* **Records from a data collection**
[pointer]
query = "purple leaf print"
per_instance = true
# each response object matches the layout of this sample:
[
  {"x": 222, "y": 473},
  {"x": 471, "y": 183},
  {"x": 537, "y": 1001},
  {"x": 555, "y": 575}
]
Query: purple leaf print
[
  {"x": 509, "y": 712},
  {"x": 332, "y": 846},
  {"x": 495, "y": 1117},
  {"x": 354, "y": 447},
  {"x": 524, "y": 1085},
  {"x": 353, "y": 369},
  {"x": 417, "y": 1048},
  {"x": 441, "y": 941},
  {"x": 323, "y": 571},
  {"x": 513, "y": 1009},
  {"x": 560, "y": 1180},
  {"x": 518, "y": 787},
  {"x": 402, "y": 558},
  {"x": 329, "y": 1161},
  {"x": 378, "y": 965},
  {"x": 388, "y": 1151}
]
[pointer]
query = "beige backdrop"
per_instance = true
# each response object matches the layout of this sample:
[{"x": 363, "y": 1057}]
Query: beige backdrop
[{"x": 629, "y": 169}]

* **WRITTEN EXERCISE**
Present each line of the listing above as a numbered list, leaving out any blank lines.

* **THE COMPLETED TASK**
1. [pointer]
2. query = "purple leaf print"
3. per_instance = true
4. # each response object matches the layout of this sample:
5. [
6.   {"x": 222, "y": 473},
7.   {"x": 471, "y": 183},
8.   {"x": 537, "y": 1001},
9.   {"x": 555, "y": 575}
10. ]
11. Query: purple leaf print
12. [
13.   {"x": 509, "y": 712},
14.   {"x": 332, "y": 846},
15.   {"x": 495, "y": 1117},
16.   {"x": 354, "y": 447},
17.   {"x": 524, "y": 1085},
18.   {"x": 353, "y": 369},
19.   {"x": 417, "y": 1048},
20.   {"x": 441, "y": 941},
21.   {"x": 323, "y": 571},
22.   {"x": 513, "y": 1009},
23.   {"x": 560, "y": 1180},
24.   {"x": 518, "y": 787},
25.   {"x": 402, "y": 558},
26.   {"x": 329, "y": 1161},
27.   {"x": 378, "y": 965},
28.   {"x": 388, "y": 1151}
29. ]
30. [pointer]
31. query = "beige backdrop"
32. per_instance = true
33. # each response object matches the layout of this sample:
34. [{"x": 363, "y": 1057}]
35. Query: beige backdrop
36. [{"x": 629, "y": 169}]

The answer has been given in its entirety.